Task description: Copy the lines below verbatim, beginning with the line that includes "the white stamen" and continuing to the end; leave out everything before it.

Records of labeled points
* * * * * * *

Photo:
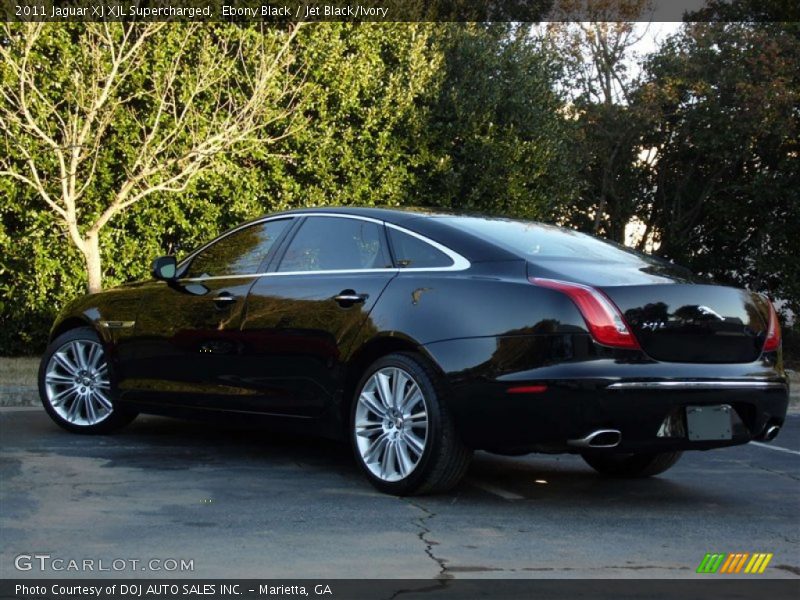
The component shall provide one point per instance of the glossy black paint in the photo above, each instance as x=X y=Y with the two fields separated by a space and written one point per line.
x=281 y=346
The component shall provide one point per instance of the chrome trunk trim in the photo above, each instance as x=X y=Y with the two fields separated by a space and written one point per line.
x=694 y=385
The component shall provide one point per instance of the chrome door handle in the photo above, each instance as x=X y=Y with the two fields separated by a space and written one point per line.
x=224 y=298
x=349 y=297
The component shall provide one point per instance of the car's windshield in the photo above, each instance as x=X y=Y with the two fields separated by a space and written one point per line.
x=537 y=240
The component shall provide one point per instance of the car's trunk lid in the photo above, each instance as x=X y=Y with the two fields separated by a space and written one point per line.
x=694 y=323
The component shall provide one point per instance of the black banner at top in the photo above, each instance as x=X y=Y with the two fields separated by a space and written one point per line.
x=278 y=11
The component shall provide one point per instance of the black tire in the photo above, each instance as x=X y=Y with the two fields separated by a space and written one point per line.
x=631 y=466
x=444 y=460
x=103 y=418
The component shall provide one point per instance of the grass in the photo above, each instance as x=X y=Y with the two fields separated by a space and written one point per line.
x=19 y=371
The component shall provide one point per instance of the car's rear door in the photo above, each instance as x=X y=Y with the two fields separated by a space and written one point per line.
x=186 y=347
x=304 y=316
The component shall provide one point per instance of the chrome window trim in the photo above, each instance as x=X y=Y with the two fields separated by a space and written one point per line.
x=459 y=262
x=222 y=237
x=693 y=385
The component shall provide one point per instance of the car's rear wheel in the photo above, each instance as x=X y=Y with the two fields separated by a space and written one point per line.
x=403 y=436
x=644 y=464
x=75 y=384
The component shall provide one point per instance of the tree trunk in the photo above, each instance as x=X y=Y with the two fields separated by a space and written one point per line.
x=91 y=254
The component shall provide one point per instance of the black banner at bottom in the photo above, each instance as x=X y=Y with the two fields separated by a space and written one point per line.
x=369 y=589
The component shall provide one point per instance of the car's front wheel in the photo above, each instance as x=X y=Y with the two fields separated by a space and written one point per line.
x=643 y=464
x=75 y=384
x=403 y=436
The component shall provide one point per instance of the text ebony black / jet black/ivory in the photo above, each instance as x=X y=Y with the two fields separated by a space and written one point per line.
x=420 y=337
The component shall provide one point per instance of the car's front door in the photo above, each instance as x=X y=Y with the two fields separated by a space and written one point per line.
x=186 y=345
x=304 y=316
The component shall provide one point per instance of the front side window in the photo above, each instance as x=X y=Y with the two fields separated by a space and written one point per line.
x=335 y=243
x=240 y=253
x=413 y=253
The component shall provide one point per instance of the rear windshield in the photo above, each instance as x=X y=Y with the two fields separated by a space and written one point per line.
x=536 y=240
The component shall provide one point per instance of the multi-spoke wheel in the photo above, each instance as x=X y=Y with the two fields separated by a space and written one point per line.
x=75 y=384
x=402 y=434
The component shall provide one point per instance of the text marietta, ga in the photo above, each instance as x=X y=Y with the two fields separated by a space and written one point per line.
x=191 y=590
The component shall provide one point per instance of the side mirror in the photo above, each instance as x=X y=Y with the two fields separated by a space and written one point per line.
x=164 y=268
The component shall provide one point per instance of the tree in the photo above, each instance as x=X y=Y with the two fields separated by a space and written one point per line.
x=598 y=55
x=183 y=96
x=491 y=135
x=722 y=101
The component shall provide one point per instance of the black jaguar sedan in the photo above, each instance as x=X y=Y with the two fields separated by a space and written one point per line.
x=420 y=337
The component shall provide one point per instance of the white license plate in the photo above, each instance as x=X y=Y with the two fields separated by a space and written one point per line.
x=705 y=423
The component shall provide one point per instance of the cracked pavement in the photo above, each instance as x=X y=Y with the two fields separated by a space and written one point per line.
x=251 y=503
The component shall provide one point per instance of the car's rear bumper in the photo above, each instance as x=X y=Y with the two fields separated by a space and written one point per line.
x=646 y=402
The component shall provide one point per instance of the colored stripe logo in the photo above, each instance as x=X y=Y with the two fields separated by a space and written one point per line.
x=735 y=562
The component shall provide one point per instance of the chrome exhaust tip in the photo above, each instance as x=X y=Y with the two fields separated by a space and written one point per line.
x=772 y=432
x=602 y=438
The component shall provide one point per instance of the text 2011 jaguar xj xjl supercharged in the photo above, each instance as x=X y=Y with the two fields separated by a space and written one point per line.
x=421 y=337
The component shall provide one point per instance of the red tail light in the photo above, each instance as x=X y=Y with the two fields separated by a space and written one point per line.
x=773 y=341
x=603 y=318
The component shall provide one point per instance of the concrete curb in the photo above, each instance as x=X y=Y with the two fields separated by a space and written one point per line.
x=19 y=395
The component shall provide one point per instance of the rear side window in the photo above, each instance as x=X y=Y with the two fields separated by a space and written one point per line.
x=412 y=252
x=536 y=240
x=335 y=243
x=239 y=253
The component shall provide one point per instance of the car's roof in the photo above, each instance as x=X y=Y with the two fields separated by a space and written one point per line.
x=427 y=222
x=390 y=215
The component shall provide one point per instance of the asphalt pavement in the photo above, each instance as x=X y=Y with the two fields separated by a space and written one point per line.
x=236 y=502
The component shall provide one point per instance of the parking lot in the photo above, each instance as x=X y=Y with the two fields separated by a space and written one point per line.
x=248 y=503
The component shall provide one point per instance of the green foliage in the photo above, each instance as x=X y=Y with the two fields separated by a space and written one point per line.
x=721 y=102
x=392 y=114
x=495 y=139
x=469 y=117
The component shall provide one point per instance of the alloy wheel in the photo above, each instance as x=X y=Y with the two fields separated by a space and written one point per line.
x=77 y=383
x=391 y=424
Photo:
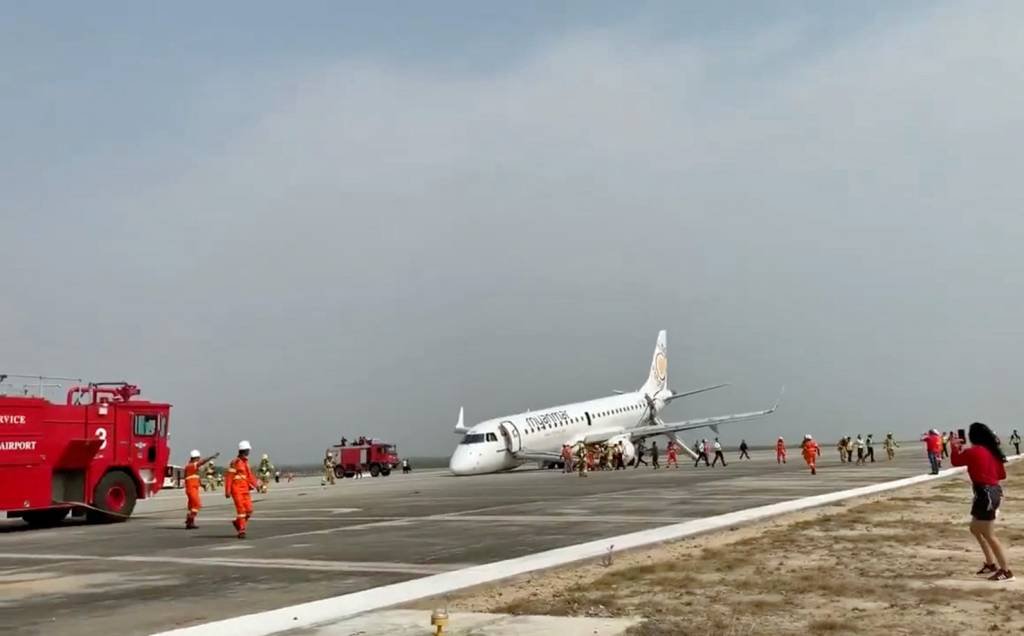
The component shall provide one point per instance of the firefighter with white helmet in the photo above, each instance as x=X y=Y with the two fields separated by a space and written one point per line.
x=239 y=480
x=194 y=486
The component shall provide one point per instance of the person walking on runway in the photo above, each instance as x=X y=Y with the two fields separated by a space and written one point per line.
x=742 y=450
x=718 y=454
x=701 y=453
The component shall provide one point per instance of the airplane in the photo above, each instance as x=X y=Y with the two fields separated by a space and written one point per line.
x=507 y=442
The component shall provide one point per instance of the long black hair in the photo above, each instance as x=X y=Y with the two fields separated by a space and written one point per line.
x=981 y=435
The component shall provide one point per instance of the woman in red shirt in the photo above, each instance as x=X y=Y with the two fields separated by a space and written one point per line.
x=984 y=462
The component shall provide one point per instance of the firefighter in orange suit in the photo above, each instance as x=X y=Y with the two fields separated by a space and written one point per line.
x=811 y=451
x=194 y=485
x=239 y=480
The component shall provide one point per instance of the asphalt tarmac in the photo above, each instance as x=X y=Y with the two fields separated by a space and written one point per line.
x=306 y=542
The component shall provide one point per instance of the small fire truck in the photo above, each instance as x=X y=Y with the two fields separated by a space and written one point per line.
x=374 y=457
x=94 y=455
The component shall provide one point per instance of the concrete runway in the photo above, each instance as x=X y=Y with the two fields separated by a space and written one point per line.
x=307 y=543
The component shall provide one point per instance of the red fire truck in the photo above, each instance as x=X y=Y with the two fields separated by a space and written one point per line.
x=374 y=457
x=94 y=455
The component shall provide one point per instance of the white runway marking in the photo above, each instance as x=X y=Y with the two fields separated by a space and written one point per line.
x=332 y=609
x=307 y=564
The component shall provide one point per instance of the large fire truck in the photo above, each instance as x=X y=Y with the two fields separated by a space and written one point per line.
x=94 y=455
x=371 y=456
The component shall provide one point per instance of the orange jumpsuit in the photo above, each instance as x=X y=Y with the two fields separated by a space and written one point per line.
x=811 y=452
x=238 y=482
x=193 y=489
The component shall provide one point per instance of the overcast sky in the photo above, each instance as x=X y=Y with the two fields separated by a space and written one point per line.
x=301 y=221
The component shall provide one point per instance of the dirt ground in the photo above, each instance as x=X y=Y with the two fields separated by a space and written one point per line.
x=899 y=563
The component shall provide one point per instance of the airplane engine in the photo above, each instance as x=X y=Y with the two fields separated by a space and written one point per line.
x=629 y=451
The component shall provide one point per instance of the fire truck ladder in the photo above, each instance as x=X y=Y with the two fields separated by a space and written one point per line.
x=38 y=382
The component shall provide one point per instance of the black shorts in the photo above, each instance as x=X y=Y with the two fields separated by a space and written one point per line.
x=986 y=502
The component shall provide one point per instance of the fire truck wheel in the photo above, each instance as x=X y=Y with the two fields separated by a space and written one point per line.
x=45 y=518
x=114 y=499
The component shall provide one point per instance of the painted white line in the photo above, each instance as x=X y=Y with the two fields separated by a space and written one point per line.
x=331 y=609
x=306 y=564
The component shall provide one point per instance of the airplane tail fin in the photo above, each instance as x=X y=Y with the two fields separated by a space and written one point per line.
x=657 y=380
x=460 y=426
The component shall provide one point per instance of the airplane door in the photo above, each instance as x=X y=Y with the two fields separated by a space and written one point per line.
x=510 y=434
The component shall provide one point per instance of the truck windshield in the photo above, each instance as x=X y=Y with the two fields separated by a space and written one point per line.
x=145 y=425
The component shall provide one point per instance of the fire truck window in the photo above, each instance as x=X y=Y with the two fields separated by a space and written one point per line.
x=145 y=425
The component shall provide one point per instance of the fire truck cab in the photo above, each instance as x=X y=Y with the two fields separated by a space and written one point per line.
x=374 y=457
x=95 y=455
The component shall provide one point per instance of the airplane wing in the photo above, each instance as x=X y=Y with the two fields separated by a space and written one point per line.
x=692 y=392
x=712 y=422
x=539 y=456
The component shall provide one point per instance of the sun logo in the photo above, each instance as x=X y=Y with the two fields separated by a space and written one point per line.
x=660 y=366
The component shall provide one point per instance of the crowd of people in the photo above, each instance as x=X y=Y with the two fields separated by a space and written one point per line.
x=583 y=458
x=864 y=449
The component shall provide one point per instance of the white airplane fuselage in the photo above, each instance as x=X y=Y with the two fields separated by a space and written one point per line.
x=492 y=444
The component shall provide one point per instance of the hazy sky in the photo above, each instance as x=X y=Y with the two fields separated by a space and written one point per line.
x=299 y=221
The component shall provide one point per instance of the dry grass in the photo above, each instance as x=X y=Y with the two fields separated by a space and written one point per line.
x=900 y=564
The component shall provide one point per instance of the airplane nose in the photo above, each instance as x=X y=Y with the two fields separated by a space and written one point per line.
x=463 y=462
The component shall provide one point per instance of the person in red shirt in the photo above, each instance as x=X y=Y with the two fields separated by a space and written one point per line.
x=239 y=480
x=193 y=485
x=811 y=452
x=984 y=461
x=933 y=444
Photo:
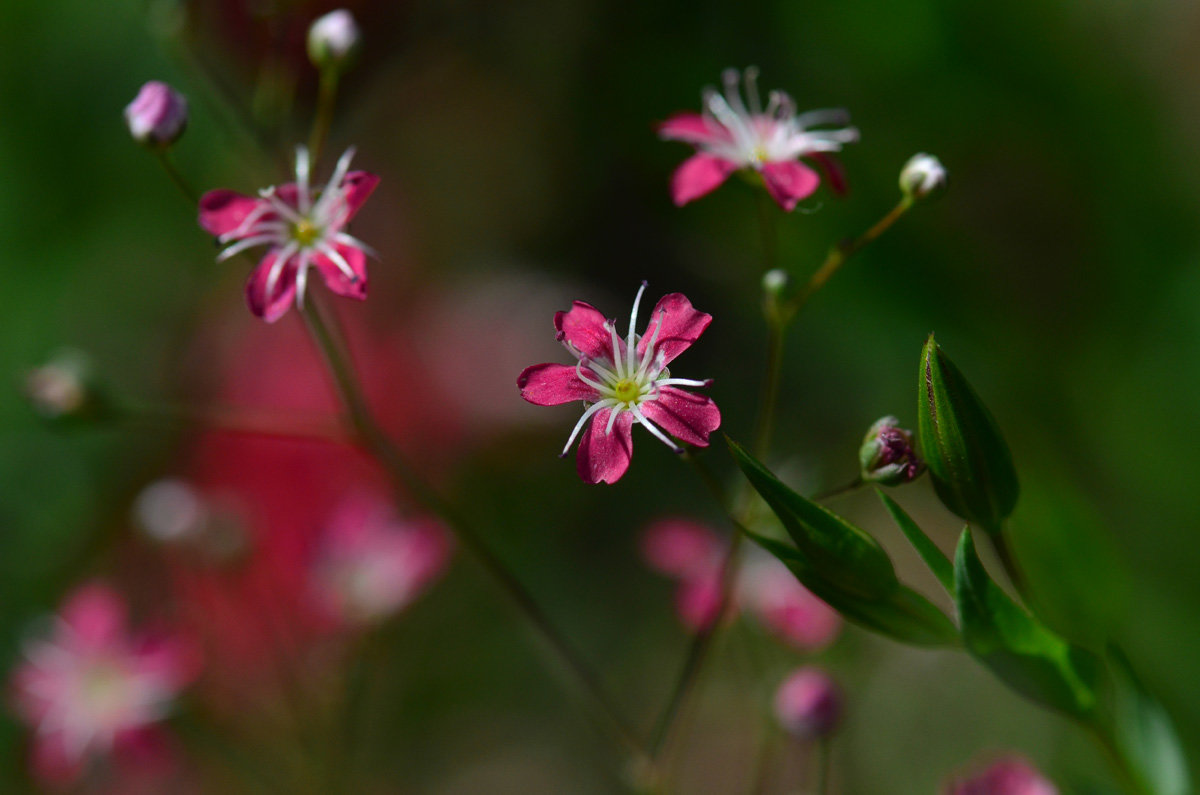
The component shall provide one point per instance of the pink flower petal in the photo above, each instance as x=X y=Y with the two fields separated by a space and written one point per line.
x=833 y=171
x=694 y=129
x=96 y=616
x=682 y=326
x=789 y=181
x=336 y=279
x=697 y=175
x=358 y=186
x=583 y=327
x=681 y=548
x=552 y=384
x=605 y=456
x=684 y=414
x=223 y=211
x=271 y=308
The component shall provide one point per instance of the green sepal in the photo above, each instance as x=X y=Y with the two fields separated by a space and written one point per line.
x=1143 y=733
x=959 y=440
x=1025 y=655
x=935 y=559
x=846 y=556
x=901 y=614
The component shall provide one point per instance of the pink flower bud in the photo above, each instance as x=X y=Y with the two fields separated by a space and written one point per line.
x=157 y=115
x=808 y=704
x=1006 y=776
x=334 y=40
x=888 y=455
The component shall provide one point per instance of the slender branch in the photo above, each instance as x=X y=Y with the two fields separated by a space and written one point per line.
x=406 y=480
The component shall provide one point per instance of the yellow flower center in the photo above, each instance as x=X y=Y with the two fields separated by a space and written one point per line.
x=627 y=390
x=305 y=233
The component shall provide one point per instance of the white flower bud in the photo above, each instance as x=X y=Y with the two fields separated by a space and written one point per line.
x=923 y=175
x=334 y=40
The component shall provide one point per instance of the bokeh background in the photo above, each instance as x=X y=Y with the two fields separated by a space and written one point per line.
x=520 y=171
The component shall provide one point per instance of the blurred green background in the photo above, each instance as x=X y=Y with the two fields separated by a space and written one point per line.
x=516 y=145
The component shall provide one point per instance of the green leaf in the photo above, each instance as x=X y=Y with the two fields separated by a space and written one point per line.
x=1020 y=651
x=935 y=559
x=966 y=455
x=844 y=555
x=1144 y=735
x=903 y=614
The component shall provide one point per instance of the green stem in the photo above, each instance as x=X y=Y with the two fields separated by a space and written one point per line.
x=844 y=251
x=406 y=480
x=177 y=179
x=327 y=95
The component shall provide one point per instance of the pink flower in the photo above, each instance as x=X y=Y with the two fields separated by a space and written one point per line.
x=371 y=565
x=808 y=704
x=787 y=609
x=91 y=688
x=1007 y=776
x=729 y=136
x=303 y=226
x=622 y=381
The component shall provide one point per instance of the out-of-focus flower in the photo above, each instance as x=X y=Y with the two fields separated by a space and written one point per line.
x=61 y=387
x=694 y=555
x=624 y=380
x=786 y=608
x=732 y=135
x=91 y=687
x=303 y=226
x=923 y=175
x=888 y=455
x=370 y=565
x=157 y=114
x=1009 y=775
x=334 y=40
x=809 y=704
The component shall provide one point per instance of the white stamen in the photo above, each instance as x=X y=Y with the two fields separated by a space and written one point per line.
x=587 y=414
x=648 y=425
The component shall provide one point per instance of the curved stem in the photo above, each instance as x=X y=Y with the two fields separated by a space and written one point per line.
x=406 y=480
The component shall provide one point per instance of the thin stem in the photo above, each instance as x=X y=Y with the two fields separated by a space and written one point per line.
x=163 y=157
x=825 y=763
x=406 y=480
x=844 y=251
x=327 y=95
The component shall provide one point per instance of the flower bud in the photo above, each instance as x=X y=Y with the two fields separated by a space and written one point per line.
x=887 y=455
x=808 y=704
x=61 y=388
x=1007 y=776
x=922 y=177
x=334 y=40
x=157 y=115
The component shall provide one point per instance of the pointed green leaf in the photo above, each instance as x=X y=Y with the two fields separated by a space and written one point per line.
x=903 y=614
x=935 y=559
x=966 y=455
x=1144 y=735
x=1020 y=651
x=844 y=555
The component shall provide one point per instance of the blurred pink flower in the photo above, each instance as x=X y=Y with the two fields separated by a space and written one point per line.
x=624 y=380
x=809 y=703
x=785 y=607
x=91 y=688
x=694 y=554
x=730 y=136
x=303 y=226
x=1011 y=775
x=371 y=565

* * * * * * *

Answer to the problem:
The component shall provide one point per instance of the white stamen in the photo above, each instance as x=X y=Y with the two fields separated by a space and written one point per line.
x=587 y=414
x=648 y=425
The component shall provide one point per instance of the curved stem in the photo above, each instance as x=X y=Y with the two fields separated by a space and written one point per line.
x=406 y=480
The component shall provide one point per instance of the thin stem in the photo above, each instance as x=X y=Y with the two fields separated by a space and written one point per line.
x=163 y=157
x=825 y=763
x=406 y=480
x=844 y=251
x=327 y=95
The component shall provide one point per instance of the flower bud in the photo above, each instance as x=X y=Y with the two fields separated by a space and written one point per line.
x=887 y=455
x=808 y=704
x=61 y=388
x=1007 y=776
x=922 y=177
x=334 y=40
x=157 y=115
The component shall provide one point per instance of the pointed green leaf in the photo above, each instance as x=X y=Y with the two fields separated by a space and written one point per line.
x=903 y=614
x=935 y=559
x=966 y=455
x=1144 y=735
x=1020 y=651
x=844 y=555
The component shall provide one point per instance of the blurred pink flower in the photo above, each instance as x=X y=Y with the two fields separated by a space and written one point per line.
x=624 y=380
x=809 y=703
x=785 y=607
x=91 y=688
x=694 y=554
x=730 y=136
x=303 y=226
x=1011 y=775
x=371 y=565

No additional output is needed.